— Begin MATERIAL SHOWN —

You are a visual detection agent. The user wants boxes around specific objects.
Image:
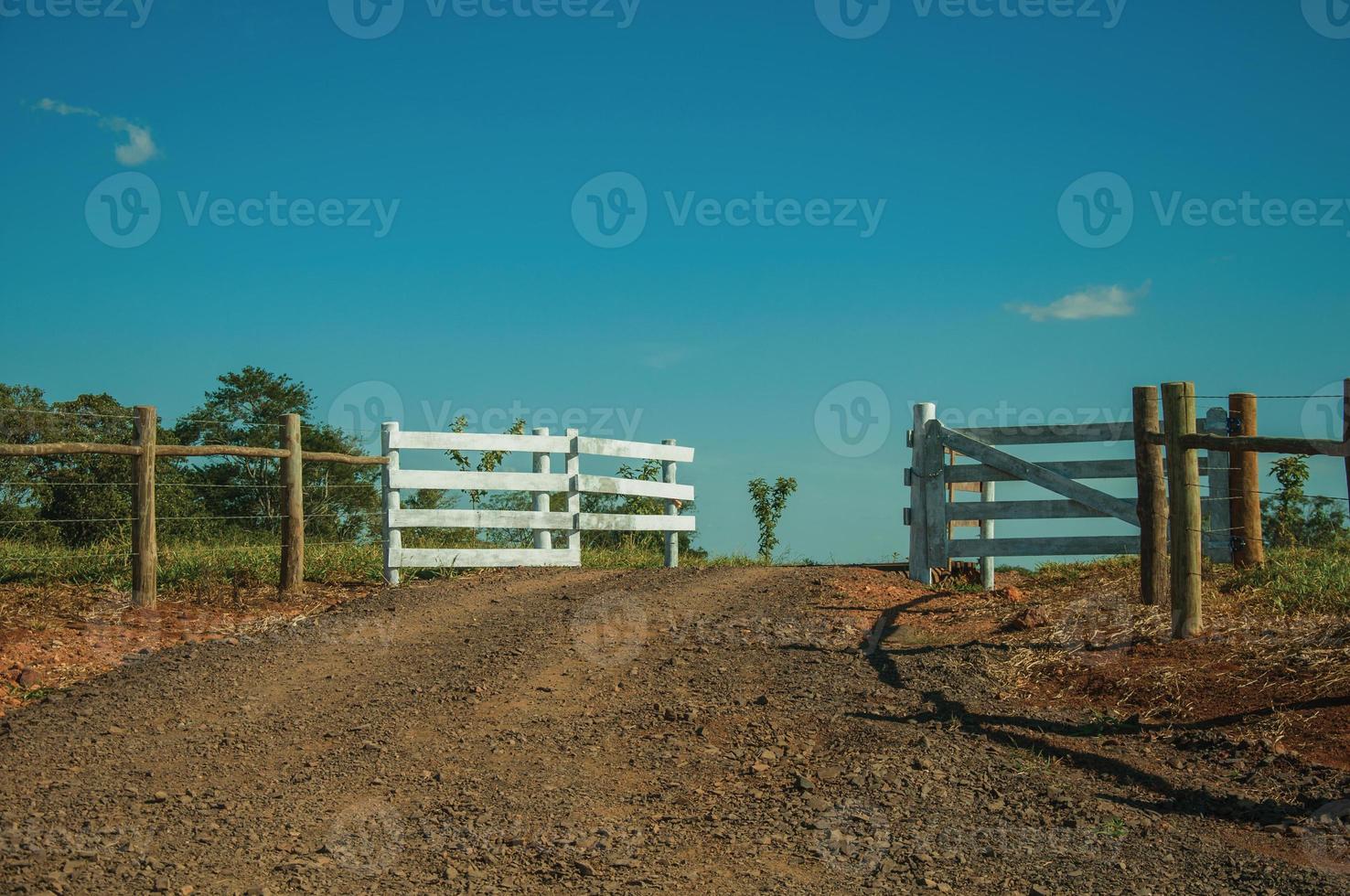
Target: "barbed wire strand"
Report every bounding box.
[0,408,136,420]
[1191,392,1345,400]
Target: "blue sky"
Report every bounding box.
[0,0,1350,561]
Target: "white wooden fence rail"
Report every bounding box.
[382,422,697,584]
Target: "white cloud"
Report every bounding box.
[1006,282,1153,323]
[34,97,159,167]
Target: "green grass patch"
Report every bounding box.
[1225,542,1350,614]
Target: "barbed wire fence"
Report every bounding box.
[0,408,383,602]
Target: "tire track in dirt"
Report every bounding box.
[0,568,1341,893]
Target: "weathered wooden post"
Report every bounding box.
[1205,408,1233,562]
[910,403,947,584]
[565,429,582,562]
[1162,383,1203,638]
[980,482,995,591]
[661,439,679,570]
[280,414,305,593]
[1134,386,1168,606]
[533,426,553,550]
[380,421,403,587]
[131,405,159,607]
[1228,392,1265,568]
[1341,379,1350,509]
[919,414,950,576]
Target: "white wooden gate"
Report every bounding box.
[383,422,697,584]
[905,403,1233,587]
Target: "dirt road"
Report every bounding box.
[0,568,1350,895]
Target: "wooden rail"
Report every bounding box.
[0,405,389,607]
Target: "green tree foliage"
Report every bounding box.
[174,367,380,541]
[0,385,192,547]
[749,476,797,562]
[1261,457,1347,548]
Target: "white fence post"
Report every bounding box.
[980,482,995,591]
[661,439,679,570]
[534,426,553,550]
[567,429,582,562]
[380,422,403,586]
[910,403,947,584]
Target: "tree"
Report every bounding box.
[445,416,525,510]
[174,367,380,539]
[749,476,797,562]
[0,385,195,547]
[1261,457,1346,548]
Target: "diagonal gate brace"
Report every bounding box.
[941,426,1140,527]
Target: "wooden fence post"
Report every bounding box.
[661,439,679,570]
[1228,392,1265,568]
[1205,408,1233,562]
[910,403,945,584]
[980,482,995,591]
[1162,383,1203,638]
[1341,379,1350,509]
[131,405,159,607]
[1134,386,1168,606]
[280,414,305,593]
[922,417,950,570]
[533,426,553,550]
[380,422,403,587]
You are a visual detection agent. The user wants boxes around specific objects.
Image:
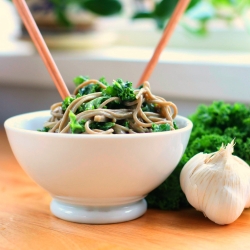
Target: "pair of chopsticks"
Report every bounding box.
[13,0,190,99]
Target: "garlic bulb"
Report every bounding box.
[180,141,250,225]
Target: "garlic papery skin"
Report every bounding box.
[180,141,250,225]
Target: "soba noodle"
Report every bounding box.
[41,79,178,134]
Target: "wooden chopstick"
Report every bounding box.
[137,0,190,87]
[13,0,70,99]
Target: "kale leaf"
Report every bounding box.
[73,76,89,87]
[103,79,136,102]
[146,101,250,210]
[69,110,86,134]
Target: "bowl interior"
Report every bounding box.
[4,110,192,136]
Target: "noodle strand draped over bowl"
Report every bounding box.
[43,78,178,134]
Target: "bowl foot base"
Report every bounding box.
[50,199,147,224]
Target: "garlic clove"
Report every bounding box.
[180,141,250,225]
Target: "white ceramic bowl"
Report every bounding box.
[4,111,192,224]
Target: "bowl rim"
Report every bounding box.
[4,110,193,138]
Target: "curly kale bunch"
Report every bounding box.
[146,101,250,210]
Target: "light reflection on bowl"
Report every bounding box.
[4,111,192,224]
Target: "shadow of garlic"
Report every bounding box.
[180,140,250,225]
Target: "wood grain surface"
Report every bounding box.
[0,129,250,250]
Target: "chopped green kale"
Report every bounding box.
[146,101,250,210]
[103,79,136,102]
[73,76,89,87]
[69,110,86,134]
[62,96,76,111]
[142,102,156,112]
[152,123,171,132]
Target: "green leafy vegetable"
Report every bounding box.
[146,101,250,210]
[69,110,86,134]
[142,103,156,112]
[152,123,171,132]
[103,79,136,102]
[73,76,89,87]
[62,96,76,111]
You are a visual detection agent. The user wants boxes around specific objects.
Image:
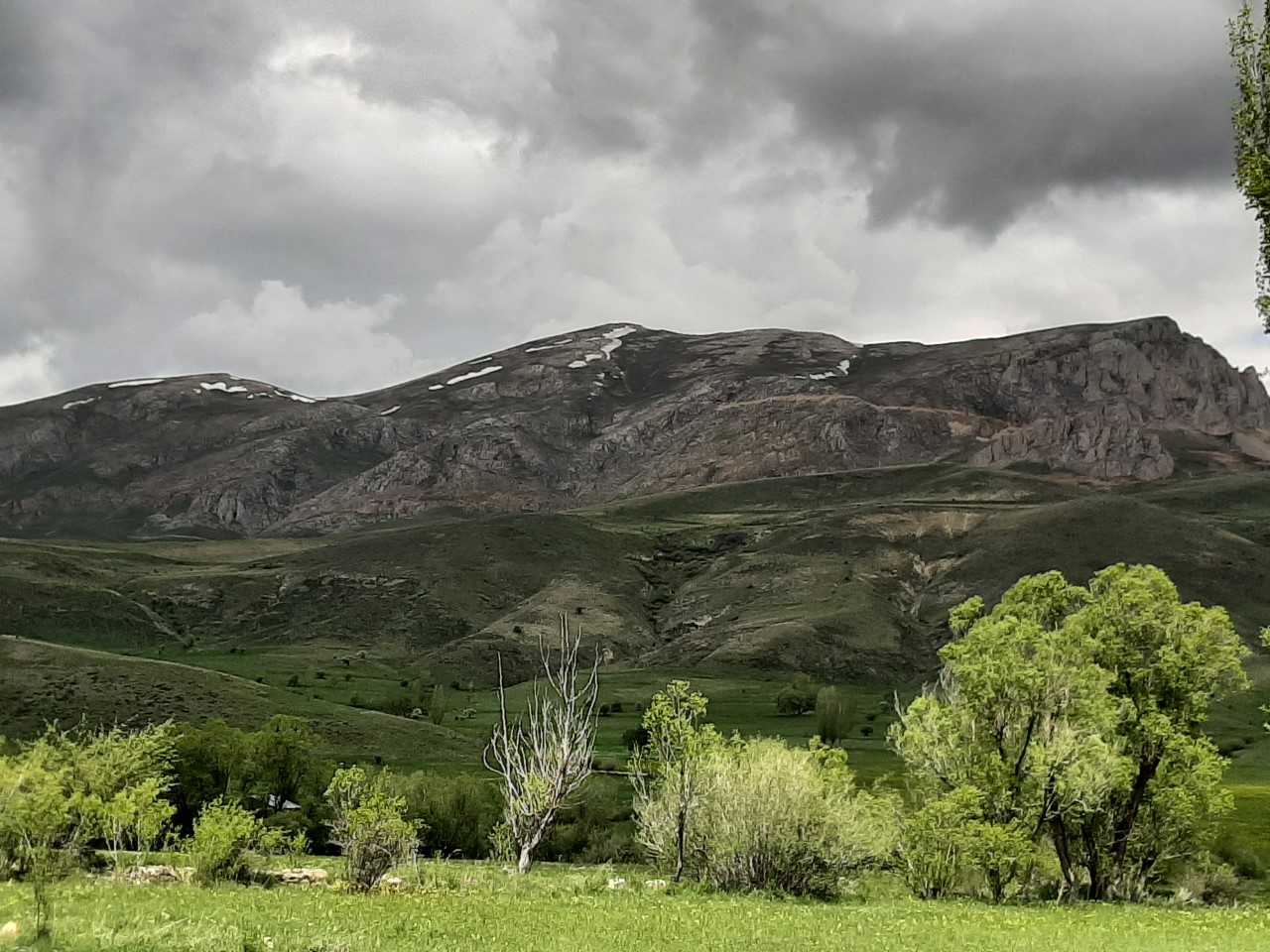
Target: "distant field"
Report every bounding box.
[0,878,1270,952]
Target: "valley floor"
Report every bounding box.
[0,865,1270,952]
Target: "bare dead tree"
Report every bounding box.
[484,615,599,874]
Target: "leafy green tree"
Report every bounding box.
[690,738,898,897]
[101,776,177,871]
[1229,0,1270,332]
[326,767,418,892]
[169,720,251,833]
[248,715,329,810]
[890,565,1247,898]
[187,799,264,885]
[0,725,171,935]
[895,785,983,898]
[631,680,721,881]
[1056,565,1248,898]
[428,684,445,726]
[816,686,856,744]
[776,674,816,716]
[890,572,1111,858]
[0,735,78,937]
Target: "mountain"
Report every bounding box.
[0,317,1270,539]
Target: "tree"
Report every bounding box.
[1056,565,1248,898]
[428,684,445,726]
[776,674,816,716]
[326,767,418,892]
[690,738,898,897]
[890,565,1247,898]
[248,715,329,811]
[0,735,77,937]
[484,615,599,874]
[631,680,721,883]
[188,798,264,885]
[0,724,171,935]
[171,720,250,833]
[1229,0,1270,332]
[101,776,177,872]
[816,686,856,744]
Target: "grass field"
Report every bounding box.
[0,863,1270,952]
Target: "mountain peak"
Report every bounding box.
[0,316,1270,535]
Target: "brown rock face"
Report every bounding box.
[0,317,1270,536]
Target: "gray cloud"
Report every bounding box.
[0,0,1270,401]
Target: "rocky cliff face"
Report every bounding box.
[0,317,1270,536]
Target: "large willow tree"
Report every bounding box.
[1229,0,1270,334]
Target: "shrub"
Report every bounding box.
[622,725,649,750]
[816,688,856,744]
[393,772,503,860]
[326,767,418,892]
[428,684,448,727]
[640,739,897,897]
[899,787,983,898]
[1176,853,1239,906]
[190,799,262,884]
[255,826,309,865]
[776,674,816,716]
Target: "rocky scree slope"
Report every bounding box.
[0,317,1270,536]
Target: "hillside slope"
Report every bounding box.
[0,317,1270,538]
[0,463,1270,690]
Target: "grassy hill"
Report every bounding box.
[0,464,1270,774]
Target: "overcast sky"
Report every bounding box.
[0,0,1270,404]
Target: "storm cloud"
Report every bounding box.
[0,0,1270,401]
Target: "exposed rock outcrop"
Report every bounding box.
[0,317,1270,536]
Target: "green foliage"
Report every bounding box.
[630,680,721,880]
[890,565,1247,897]
[169,715,332,839]
[816,686,856,744]
[428,684,445,726]
[0,724,171,935]
[897,787,983,898]
[326,767,419,892]
[1229,3,1270,332]
[248,715,327,810]
[187,799,263,885]
[12,878,1270,952]
[687,738,898,896]
[776,674,816,716]
[393,772,502,860]
[255,826,310,866]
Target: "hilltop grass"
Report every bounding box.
[0,869,1270,952]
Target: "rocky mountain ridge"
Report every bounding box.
[0,317,1270,536]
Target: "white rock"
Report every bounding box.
[271,866,330,886]
[445,364,503,387]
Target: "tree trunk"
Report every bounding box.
[675,811,689,883]
[1111,757,1160,893]
[1051,816,1076,896]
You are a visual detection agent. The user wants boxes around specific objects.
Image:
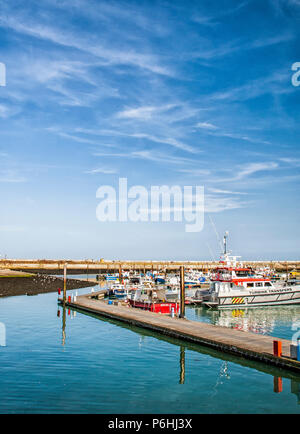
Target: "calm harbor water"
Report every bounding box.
[0,282,300,414]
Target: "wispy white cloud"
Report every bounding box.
[84,167,118,175]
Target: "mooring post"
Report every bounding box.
[119,264,122,283]
[179,265,185,318]
[62,305,66,345]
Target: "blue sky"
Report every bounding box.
[0,0,300,260]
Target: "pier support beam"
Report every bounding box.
[179,266,185,318]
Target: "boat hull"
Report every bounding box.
[207,291,300,309]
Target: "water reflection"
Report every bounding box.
[179,346,185,384]
[58,306,300,405]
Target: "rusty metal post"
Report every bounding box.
[119,264,122,283]
[179,265,185,318]
[63,264,67,306]
[179,346,185,384]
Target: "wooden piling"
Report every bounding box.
[63,264,67,304]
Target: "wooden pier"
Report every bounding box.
[59,291,300,374]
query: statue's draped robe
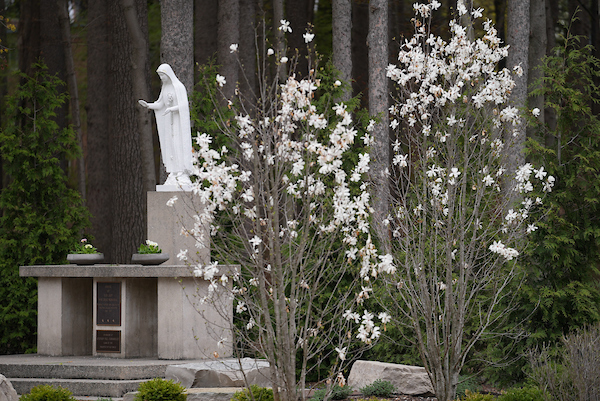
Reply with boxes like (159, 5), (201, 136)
(154, 64), (192, 175)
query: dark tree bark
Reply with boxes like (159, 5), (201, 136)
(86, 0), (114, 263)
(157, 0), (194, 95)
(217, 0), (240, 99)
(332, 0), (352, 101)
(121, 0), (155, 193)
(239, 0), (258, 104)
(352, 0), (369, 108)
(285, 0), (312, 77)
(367, 0), (390, 244)
(194, 0), (218, 65)
(56, 0), (86, 200)
(506, 0), (530, 171)
(108, 0), (146, 263)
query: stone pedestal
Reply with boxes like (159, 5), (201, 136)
(93, 277), (157, 358)
(38, 277), (92, 356)
(148, 191), (210, 265)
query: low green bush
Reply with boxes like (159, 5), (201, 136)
(231, 384), (273, 401)
(460, 390), (496, 401)
(360, 379), (396, 397)
(496, 387), (544, 401)
(310, 384), (352, 401)
(456, 376), (481, 398)
(134, 377), (187, 401)
(20, 385), (75, 401)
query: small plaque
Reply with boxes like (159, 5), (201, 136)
(96, 330), (121, 353)
(96, 282), (121, 326)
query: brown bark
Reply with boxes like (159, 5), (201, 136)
(527, 0), (548, 136)
(56, 0), (86, 200)
(506, 0), (530, 171)
(286, 0), (312, 77)
(217, 0), (240, 99)
(194, 0), (218, 65)
(352, 0), (369, 108)
(157, 0), (194, 95)
(86, 0), (113, 262)
(108, 0), (146, 263)
(332, 0), (352, 101)
(367, 0), (390, 244)
(121, 0), (155, 193)
(239, 0), (258, 104)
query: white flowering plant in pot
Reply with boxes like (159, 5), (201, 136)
(176, 21), (380, 401)
(138, 239), (162, 254)
(372, 0), (554, 401)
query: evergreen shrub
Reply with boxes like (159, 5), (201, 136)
(360, 379), (396, 397)
(0, 64), (89, 354)
(134, 377), (187, 401)
(20, 385), (75, 401)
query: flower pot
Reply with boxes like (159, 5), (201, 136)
(131, 253), (169, 265)
(67, 253), (104, 265)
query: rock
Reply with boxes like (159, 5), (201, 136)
(0, 374), (19, 401)
(165, 358), (271, 388)
(348, 361), (433, 395)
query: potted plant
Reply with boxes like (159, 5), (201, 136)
(131, 239), (169, 265)
(67, 238), (104, 265)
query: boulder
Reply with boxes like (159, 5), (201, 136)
(0, 375), (19, 401)
(165, 358), (271, 388)
(348, 361), (433, 395)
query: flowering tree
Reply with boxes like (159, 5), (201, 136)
(176, 21), (386, 401)
(370, 0), (554, 401)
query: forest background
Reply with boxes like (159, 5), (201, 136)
(0, 0), (600, 388)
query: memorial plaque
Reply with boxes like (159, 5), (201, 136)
(96, 330), (121, 352)
(96, 282), (121, 326)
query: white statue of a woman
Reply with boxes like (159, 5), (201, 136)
(139, 64), (192, 191)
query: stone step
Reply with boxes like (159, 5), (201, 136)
(0, 355), (173, 380)
(8, 378), (145, 399)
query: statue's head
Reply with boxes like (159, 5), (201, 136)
(156, 64), (177, 83)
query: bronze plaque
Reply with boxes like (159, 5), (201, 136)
(96, 282), (121, 326)
(96, 330), (121, 352)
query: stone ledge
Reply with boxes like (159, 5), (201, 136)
(19, 265), (234, 277)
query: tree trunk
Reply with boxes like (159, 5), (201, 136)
(286, 0), (312, 78)
(527, 0), (548, 136)
(194, 0), (218, 65)
(217, 0), (240, 99)
(108, 0), (146, 263)
(367, 0), (390, 242)
(352, 0), (369, 109)
(56, 0), (86, 205)
(332, 0), (352, 102)
(239, 0), (258, 104)
(121, 0), (155, 193)
(160, 0), (194, 95)
(86, 0), (113, 262)
(506, 0), (529, 171)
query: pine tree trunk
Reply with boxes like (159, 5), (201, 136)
(56, 0), (86, 204)
(108, 0), (146, 263)
(527, 0), (548, 136)
(506, 0), (529, 171)
(217, 0), (240, 99)
(86, 0), (113, 263)
(286, 0), (312, 78)
(367, 0), (390, 244)
(332, 0), (352, 101)
(239, 0), (258, 104)
(194, 0), (218, 65)
(352, 1), (369, 108)
(121, 0), (156, 193)
(157, 0), (194, 96)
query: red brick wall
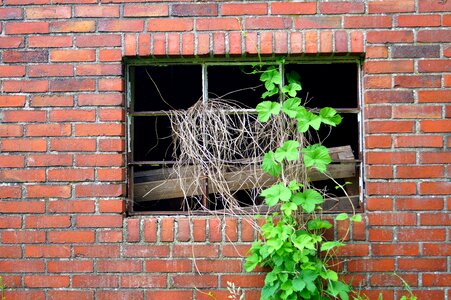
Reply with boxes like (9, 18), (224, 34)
(0, 0), (451, 300)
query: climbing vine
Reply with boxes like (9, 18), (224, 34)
(245, 59), (361, 300)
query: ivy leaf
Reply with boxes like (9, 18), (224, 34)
(335, 213), (349, 221)
(302, 144), (332, 173)
(296, 106), (321, 132)
(260, 66), (282, 91)
(319, 107), (342, 126)
(282, 97), (301, 118)
(260, 183), (291, 206)
(307, 218), (332, 230)
(288, 179), (302, 191)
(286, 71), (301, 84)
(280, 202), (298, 216)
(282, 82), (302, 97)
(262, 151), (282, 177)
(320, 241), (345, 251)
(293, 189), (324, 213)
(275, 140), (299, 162)
(244, 253), (260, 272)
(351, 215), (362, 222)
(256, 101), (280, 123)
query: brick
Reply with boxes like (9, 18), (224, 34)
(96, 259), (143, 273)
(76, 154), (124, 167)
(50, 109), (96, 122)
(221, 274), (265, 288)
(365, 104), (392, 119)
(74, 245), (120, 258)
(75, 184), (124, 198)
(48, 200), (94, 213)
(24, 275), (69, 288)
(25, 6), (71, 19)
(368, 0), (415, 14)
(418, 59), (451, 73)
(30, 95), (74, 107)
(50, 79), (96, 92)
(75, 215), (122, 228)
(0, 138), (47, 152)
(1, 230), (45, 244)
(50, 138), (96, 151)
(145, 259), (192, 273)
(5, 22), (49, 34)
(0, 200), (45, 213)
(50, 50), (96, 62)
(25, 124), (72, 136)
(368, 213), (416, 226)
(47, 168), (94, 181)
(364, 90), (414, 104)
(99, 49), (122, 62)
(0, 216), (22, 229)
(397, 14), (440, 27)
(420, 213), (451, 226)
(366, 121), (414, 133)
(418, 90), (451, 103)
(196, 18), (240, 31)
(344, 16), (392, 28)
(170, 275), (218, 288)
(395, 197), (443, 210)
(47, 230), (95, 243)
(28, 64), (74, 77)
(319, 1), (365, 14)
(74, 5), (119, 18)
(97, 20), (144, 32)
(27, 154), (72, 167)
(3, 50), (49, 63)
(72, 274), (119, 288)
(172, 3), (218, 17)
(0, 260), (45, 274)
(28, 36), (72, 48)
(391, 45), (440, 58)
(367, 30), (413, 44)
(0, 124), (23, 137)
(196, 259), (242, 273)
(417, 29), (451, 43)
(348, 258), (395, 272)
(173, 244), (219, 258)
(123, 245), (169, 257)
(394, 135), (443, 148)
(420, 119), (451, 133)
(221, 3), (268, 16)
(48, 290), (94, 300)
(0, 36), (25, 49)
(394, 75), (441, 88)
(26, 185), (71, 198)
(364, 60), (413, 74)
(25, 245), (70, 258)
(367, 182), (417, 195)
(420, 182), (451, 195)
(271, 2), (316, 15)
(0, 95), (26, 107)
(420, 151), (451, 164)
(245, 16), (293, 30)
(397, 228), (446, 243)
(0, 246), (22, 258)
(0, 7), (23, 20)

— End MATERIAL SHOWN —

### [YOUR INSTRUCTIONS]
Can you turn the lines starting with the one that contains "query: bronze plaque" and going on through the one that contains "(19, 265), (234, 277)", both included, into a numbered list with any blank lines dropped?

### [EXERCISE ANSWER]
1. query: bronze plaque
2. Reply with boxes like (159, 5), (201, 136)
3. (96, 282), (121, 326)
4. (96, 330), (121, 352)
5. query: stone ledge
6. Reply with boxes like (159, 5), (201, 136)
7. (19, 265), (234, 277)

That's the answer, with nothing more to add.